§ REQUEST
Please gather every line of the rows below that contains the word "segment", and copy each one as it appears.

§ MATERIAL PROVIDED
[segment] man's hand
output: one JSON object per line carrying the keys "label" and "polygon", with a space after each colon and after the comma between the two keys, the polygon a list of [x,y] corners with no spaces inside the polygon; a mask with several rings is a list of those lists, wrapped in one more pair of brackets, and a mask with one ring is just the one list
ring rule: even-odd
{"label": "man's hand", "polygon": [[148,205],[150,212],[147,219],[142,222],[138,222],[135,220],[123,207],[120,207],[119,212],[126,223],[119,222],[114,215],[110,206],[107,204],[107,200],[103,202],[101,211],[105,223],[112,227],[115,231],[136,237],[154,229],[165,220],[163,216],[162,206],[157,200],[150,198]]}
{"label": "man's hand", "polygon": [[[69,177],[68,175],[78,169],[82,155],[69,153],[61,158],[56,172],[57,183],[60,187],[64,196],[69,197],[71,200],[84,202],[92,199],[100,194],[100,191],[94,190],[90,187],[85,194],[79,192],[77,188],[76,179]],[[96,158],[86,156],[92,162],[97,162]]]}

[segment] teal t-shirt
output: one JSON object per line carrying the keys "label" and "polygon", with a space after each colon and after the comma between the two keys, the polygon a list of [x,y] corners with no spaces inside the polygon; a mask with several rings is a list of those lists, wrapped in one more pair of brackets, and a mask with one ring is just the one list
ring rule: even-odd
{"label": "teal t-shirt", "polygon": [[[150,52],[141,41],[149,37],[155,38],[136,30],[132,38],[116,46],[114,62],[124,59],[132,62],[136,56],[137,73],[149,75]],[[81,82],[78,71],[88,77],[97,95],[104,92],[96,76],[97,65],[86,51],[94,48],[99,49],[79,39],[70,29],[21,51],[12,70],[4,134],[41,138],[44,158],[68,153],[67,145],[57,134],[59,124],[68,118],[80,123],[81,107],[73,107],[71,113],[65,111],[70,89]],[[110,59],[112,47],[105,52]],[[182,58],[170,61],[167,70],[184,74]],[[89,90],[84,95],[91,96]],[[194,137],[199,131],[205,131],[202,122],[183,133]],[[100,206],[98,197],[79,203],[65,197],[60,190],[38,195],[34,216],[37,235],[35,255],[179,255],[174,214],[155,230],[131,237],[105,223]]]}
* * *
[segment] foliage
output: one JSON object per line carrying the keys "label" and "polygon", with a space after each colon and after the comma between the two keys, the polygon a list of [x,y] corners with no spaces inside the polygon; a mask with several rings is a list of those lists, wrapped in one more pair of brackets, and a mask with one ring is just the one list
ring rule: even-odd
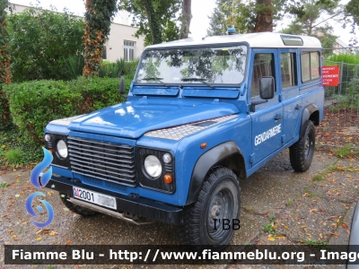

§ OUTPUT FOR THIS TASK
[segment] man's hand
[segment] teal t-shirt
[segment] foliage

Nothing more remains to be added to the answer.